====== ENTRIES PROVIDED ======
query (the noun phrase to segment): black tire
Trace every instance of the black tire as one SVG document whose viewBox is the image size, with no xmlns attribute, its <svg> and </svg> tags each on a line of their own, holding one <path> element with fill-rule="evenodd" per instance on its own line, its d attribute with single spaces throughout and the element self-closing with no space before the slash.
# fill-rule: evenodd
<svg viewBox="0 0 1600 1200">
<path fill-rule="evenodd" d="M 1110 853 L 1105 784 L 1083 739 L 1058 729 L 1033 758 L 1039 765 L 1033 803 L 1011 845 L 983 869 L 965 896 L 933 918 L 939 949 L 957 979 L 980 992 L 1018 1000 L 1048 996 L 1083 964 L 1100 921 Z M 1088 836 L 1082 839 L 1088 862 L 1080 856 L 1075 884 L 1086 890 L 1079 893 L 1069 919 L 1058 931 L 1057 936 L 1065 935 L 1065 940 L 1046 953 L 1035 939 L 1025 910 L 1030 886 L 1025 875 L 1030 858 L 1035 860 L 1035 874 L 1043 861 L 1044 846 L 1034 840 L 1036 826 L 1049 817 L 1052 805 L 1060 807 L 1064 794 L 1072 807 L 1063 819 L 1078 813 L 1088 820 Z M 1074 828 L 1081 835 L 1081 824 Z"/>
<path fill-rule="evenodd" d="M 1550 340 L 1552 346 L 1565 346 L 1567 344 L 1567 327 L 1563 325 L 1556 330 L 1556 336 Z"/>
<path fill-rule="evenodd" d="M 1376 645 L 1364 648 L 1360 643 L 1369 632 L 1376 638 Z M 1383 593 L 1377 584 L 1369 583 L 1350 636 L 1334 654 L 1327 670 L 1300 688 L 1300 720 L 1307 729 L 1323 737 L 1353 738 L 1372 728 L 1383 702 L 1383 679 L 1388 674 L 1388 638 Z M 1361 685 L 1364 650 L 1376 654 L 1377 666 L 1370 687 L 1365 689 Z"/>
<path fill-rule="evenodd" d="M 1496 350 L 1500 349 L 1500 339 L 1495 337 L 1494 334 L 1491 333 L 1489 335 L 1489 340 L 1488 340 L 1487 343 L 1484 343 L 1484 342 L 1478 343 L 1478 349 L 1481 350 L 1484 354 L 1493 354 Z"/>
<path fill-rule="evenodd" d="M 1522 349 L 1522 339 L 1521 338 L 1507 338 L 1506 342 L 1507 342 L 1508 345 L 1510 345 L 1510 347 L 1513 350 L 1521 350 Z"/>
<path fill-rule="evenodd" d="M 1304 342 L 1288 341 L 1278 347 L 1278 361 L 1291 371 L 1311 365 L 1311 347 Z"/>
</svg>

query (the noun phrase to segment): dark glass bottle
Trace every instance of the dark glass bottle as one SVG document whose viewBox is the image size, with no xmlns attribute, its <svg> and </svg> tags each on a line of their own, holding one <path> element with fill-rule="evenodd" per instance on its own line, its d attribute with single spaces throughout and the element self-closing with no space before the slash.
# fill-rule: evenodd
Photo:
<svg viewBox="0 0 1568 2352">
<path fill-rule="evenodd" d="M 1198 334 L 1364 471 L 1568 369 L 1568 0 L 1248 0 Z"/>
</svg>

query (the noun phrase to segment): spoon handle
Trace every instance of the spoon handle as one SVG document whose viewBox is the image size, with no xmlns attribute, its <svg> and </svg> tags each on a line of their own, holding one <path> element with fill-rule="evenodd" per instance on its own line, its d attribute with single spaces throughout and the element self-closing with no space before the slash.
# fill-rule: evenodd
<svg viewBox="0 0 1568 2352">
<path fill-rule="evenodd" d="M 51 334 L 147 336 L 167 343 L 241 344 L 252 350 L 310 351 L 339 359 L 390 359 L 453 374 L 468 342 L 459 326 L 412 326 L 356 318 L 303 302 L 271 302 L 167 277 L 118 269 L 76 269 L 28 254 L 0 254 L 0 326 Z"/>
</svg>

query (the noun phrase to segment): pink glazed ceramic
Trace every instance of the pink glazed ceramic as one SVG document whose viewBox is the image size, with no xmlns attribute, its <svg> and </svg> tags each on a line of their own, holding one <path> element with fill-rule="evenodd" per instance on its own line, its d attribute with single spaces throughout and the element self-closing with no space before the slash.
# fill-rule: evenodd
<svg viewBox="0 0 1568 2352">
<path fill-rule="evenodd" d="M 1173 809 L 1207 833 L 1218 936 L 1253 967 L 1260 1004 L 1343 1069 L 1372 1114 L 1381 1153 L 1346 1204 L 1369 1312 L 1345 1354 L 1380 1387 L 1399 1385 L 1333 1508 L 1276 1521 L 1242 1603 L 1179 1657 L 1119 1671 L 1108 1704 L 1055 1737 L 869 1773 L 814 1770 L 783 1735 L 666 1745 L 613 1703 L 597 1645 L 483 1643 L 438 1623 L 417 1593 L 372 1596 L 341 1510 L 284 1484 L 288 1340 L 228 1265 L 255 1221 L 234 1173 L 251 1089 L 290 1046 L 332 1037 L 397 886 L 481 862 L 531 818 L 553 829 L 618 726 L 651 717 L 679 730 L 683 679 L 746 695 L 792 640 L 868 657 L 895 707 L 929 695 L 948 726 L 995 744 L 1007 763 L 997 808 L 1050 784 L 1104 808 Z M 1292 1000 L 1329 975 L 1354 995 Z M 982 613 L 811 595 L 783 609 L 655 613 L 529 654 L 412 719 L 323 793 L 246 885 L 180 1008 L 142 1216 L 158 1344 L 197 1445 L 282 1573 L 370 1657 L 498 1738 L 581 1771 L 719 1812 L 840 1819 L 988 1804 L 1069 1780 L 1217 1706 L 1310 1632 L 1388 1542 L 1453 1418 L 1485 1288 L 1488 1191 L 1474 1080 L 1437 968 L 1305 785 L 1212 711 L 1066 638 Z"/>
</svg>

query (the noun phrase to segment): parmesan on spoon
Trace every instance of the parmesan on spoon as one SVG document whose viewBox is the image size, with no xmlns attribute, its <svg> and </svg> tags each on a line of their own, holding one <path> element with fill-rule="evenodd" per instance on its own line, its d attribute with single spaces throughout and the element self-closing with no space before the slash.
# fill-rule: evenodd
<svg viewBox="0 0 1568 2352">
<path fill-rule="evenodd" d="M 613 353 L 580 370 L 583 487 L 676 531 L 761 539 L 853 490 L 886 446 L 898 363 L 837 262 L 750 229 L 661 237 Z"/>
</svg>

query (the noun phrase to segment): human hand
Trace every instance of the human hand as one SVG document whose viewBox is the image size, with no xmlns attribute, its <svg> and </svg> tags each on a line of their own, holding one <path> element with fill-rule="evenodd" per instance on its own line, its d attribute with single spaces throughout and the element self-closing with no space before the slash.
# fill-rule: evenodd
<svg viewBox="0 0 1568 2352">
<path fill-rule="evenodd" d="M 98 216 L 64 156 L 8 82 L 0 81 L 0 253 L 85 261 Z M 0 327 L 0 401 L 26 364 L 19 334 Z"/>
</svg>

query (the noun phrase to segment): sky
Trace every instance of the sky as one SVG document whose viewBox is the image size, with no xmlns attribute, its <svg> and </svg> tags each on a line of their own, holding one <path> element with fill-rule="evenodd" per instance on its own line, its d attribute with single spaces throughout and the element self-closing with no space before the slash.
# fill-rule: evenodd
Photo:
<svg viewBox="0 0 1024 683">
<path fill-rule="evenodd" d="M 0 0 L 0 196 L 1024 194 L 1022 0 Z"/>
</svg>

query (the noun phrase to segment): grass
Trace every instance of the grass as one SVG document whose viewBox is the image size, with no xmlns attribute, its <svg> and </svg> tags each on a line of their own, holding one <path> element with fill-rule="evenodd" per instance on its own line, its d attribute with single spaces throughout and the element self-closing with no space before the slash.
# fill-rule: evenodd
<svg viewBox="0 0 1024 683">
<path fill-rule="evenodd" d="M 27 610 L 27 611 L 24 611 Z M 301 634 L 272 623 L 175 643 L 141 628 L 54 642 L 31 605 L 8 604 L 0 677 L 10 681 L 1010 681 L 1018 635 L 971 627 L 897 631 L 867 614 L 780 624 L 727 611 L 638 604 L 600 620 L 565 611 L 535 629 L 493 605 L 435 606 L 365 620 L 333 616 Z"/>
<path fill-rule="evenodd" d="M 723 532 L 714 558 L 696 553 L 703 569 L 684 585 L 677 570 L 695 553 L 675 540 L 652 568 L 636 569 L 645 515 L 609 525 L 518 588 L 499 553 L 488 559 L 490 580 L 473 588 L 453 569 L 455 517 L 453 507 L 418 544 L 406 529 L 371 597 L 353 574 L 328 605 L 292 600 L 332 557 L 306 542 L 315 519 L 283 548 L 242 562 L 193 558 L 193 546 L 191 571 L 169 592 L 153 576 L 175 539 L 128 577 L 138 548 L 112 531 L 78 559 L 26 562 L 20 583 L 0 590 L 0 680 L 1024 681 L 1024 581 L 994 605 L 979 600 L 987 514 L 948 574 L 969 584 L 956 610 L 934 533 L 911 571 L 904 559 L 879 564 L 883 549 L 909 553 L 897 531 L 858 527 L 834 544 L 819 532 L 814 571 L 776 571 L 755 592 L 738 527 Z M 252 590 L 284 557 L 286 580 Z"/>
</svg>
======
• BRIEF
Transcribe the entries above word for word, from the first line through the line containing "Trace every instance of the black", and nothing else.

• WRITTEN REPLY
query (the noun phrase to segment): black tire
Trace every instance of the black tire as one SVG document whose viewBox is the image size, with no xmlns attribute, its <svg> and </svg> tags each on a line of their own, holding one <path> element with fill-rule="evenodd" per instance on its own line, its d attribute with single spaces throughout and the element self-closing with no space before the slash.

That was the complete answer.